* _SOURCE DOCUMENT_

In every marriage, there are sacrifices. And in marriages where both partners work, there are often geographical sacrifices.
I've made sacrifices. When I was getting ready to apply for residency, my husband got into a graduate school far away from my family and friends, in a fairly competitive location. Because of this, I had no choice but to apply to internal medicine residencies to maximize my chances of matching and getting to live with him, which was the most important thing to me. When I was in med school, I loved neurology and PM&R, but there were only 6 PM&R spots in the entire area and 8 neurology spots (4 of which were at a "malignant" program). And prelim spots were impossible to come by. So I made a sacrifice and applied for medicine instead.
Amazingly, it all worked out okay in the end though.
Then when we were job hunting, I chose the general quadrant of the country where I wanted to live, and my husband job hunted first. Once he found a job, I looked within the same city for mine. It limited my choices, but I found something.

* _WORK INSTRUCTION 1_
How many PM&R spots does the essay on marriage sacrifices say were available in the entire area?
* _WORK INSTRUCTION 2_
Reproduce the essay on marriage sacrifices word for word, starting at the words "Amazingly, it all" and stopping after "I found something.".

* _EXTRACTED INFORMATION_
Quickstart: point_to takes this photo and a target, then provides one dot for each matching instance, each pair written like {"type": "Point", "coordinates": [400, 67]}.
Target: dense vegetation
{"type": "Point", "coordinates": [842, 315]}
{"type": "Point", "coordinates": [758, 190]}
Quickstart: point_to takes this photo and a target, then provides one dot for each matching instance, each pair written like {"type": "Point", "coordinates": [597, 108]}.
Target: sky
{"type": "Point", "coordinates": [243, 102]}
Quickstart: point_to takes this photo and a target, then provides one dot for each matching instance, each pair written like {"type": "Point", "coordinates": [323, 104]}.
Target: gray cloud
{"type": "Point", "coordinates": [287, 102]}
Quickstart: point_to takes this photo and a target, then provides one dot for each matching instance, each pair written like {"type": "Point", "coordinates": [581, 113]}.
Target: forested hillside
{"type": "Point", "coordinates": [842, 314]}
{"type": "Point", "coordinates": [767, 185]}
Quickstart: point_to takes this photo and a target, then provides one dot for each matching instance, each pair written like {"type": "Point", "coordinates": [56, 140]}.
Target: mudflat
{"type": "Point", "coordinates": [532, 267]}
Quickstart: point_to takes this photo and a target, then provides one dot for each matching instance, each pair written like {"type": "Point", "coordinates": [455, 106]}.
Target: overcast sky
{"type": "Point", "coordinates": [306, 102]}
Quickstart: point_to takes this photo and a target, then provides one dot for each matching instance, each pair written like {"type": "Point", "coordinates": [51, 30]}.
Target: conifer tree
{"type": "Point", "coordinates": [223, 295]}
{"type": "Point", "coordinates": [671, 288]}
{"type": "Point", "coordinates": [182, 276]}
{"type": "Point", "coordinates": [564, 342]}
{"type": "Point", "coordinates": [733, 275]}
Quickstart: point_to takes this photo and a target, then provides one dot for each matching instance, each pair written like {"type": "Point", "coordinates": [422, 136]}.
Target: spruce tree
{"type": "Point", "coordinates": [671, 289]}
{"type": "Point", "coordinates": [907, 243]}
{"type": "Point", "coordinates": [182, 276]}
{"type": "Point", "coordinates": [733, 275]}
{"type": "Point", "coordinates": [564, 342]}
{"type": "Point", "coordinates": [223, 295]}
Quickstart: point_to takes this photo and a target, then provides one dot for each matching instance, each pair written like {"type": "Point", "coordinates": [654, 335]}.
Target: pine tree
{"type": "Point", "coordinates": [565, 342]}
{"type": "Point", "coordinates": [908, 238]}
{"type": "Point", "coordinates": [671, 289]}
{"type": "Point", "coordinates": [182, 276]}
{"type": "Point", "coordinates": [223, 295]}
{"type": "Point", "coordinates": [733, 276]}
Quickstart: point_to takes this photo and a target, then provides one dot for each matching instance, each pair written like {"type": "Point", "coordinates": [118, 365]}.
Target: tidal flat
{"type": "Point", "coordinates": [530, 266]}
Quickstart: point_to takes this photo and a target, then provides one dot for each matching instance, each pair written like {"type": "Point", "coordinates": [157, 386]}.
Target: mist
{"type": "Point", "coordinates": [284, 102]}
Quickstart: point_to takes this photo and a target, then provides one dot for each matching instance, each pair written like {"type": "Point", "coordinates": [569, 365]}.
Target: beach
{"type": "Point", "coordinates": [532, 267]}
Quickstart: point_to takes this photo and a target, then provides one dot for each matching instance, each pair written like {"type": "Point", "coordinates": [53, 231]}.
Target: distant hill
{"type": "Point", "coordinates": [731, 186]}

* _WRITTEN SOLUTION 1_
Only 6.

* _WRITTEN SOLUTION 2_
Amazingly, it all worked out okay in the end though.
Then when we were job hunting, I chose the general quadrant of the country where I wanted to live, and my husband job hunted first. Once he found a job, I looked within the same city for mine. It limited my choices, but I found something.